Text section:
BEGIN

FBPO: I’m glad you cleared that up because that was not my impression!
RD: At one point, they did have a jazz degree program and, because I’m known basically as a jazz player, people will assume that I’m running it. But there’s no program there to speak of. It’s still on the books, but it’s not developed.
FBPO: Is Peter Dominguez one of those students you referred to?
RD: He was my first student when I came here in 1977. He is now a bass professor himself and he’s like a son to me. He is the main part of my Richard Davis Foundation for young bass players. He is the main part that makes that happen.
FBPO: Tell me about the Richard Davis Foundation. What is its mission?
RD: Eighteen clinicians, that is professors of the bass, get together every Easter weekend, Friday and Saturday, to teach bass players of all levels and all interests. We have about eighty-five young bass players who attend every year. I started that thing by myself with the encouragement of Peter Dominguez. He told me I should start something like that. This Easter will mark our eighteenth year. The teachers give a recital on Friday night and the students give theirs on Saturday night. It’s one of the most spectacular things that’s happened to young bass players.
FBPO: You’ve done so much good outside of the music world. What are some of the causes that are the most meaningful to you?

END

Tasks for this exercise:
A - Answer these questions about the Richard Davis interview, one line each:
(i) In what year did Peter Dominguez become the first student?
(ii) How many clinicians meet every Easter weekend?
(iii) About how many young bass players attend each year?
B - Resume the Richard Davis interview from the point where it stops.
The rows are not needed for this work.

Data supplied:
BEGIN

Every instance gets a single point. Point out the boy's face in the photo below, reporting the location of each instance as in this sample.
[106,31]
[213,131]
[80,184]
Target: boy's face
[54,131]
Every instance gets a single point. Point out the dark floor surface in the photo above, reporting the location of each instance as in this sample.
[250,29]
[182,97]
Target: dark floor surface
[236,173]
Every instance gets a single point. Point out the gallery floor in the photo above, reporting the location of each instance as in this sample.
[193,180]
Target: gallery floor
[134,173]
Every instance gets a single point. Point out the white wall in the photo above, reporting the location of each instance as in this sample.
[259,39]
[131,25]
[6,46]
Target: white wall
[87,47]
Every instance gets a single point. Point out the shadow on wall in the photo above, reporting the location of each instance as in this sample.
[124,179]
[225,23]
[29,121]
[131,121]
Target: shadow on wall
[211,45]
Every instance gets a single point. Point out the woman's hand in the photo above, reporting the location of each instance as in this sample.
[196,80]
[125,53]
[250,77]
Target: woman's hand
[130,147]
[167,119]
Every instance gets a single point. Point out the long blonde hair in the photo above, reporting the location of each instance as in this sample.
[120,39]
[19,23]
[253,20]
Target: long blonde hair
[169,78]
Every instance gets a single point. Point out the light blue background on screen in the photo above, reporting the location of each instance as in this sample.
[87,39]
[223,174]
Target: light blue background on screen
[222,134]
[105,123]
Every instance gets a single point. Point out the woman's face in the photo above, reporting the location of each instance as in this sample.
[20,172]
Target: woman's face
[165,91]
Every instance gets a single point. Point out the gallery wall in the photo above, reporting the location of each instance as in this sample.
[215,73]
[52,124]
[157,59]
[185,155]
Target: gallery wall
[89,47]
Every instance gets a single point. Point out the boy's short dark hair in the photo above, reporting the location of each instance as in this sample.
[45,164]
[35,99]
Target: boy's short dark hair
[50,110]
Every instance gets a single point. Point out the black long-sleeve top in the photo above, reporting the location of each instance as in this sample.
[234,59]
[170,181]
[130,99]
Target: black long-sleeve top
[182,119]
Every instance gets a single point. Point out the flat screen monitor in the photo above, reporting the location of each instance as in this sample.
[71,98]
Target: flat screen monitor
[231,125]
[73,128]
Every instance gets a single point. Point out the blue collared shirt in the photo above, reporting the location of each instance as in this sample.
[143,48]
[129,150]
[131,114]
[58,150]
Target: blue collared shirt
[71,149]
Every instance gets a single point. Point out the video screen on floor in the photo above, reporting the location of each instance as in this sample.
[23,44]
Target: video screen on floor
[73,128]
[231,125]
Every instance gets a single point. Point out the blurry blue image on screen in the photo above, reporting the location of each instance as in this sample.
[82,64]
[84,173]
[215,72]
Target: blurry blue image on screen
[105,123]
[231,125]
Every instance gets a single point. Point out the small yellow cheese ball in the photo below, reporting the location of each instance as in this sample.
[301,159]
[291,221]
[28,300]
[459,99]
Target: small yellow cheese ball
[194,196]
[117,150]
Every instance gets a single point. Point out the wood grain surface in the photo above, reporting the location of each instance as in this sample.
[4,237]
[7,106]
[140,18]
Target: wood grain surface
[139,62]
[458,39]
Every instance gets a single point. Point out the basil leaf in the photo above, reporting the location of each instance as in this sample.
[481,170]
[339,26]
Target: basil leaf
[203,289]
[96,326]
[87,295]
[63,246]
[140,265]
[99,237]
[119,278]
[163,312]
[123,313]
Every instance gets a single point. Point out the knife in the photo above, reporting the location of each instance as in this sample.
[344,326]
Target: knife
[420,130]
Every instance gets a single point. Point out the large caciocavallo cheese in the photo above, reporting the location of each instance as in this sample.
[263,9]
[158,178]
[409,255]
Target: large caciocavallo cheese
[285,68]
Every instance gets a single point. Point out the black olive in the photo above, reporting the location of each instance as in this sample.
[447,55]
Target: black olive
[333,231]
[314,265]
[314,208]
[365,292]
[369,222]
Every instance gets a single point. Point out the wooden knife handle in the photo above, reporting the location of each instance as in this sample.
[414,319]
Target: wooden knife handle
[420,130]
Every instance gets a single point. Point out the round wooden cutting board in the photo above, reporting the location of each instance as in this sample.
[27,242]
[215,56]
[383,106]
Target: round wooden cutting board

END

Answers to the exercise:
A -
(i) 1977
(ii) Eighteen
(iii) About eighty-five

B -
RD: The thing that I spend a lot of time with is racial conditioning. I have good course facilitators, I have good materials, good books, good videos and lots of people participating. And now I’m being asked to travel to do some series. We study together, have a lecture and then we give what’s called a testimony, where people open their hearts once their heads are open. And that has proven to be very, very successful. It’s amazing what people do not know when it comes to racial issues. We do it with compassion and make everyone comfortable and feeling that their ideas are protected, never edited, never interrupted. I’ve been doing that since 1989.
FBPO: You are to be truly commended for all you have accomplished in your life and your career. What else would you like to achieve that you haven’t done yet?
RD: I’ll have to live till I’m 137 years to get done what I want to do! By that time, I will have gained some wisdom and I will become what they call a “wise man.” I’m about to turn 81, you know, and I feel like I’m just beginning to live!
FBPO: What’s on that list of things you want to accomplish if you live to 137?
RD: The thing I want to accomplish is to be read, to have the answers to a lot of things. A lot of people come to me for answers. My students will come to me about their family situations, about racial situations within the family. I teach a class at the university called, “The oneness of humankind.” A lot of students come to me with questions and feel like I have an answer. So I am constantly studying from books, from videos and just living the life. I feel like I have a responsibility.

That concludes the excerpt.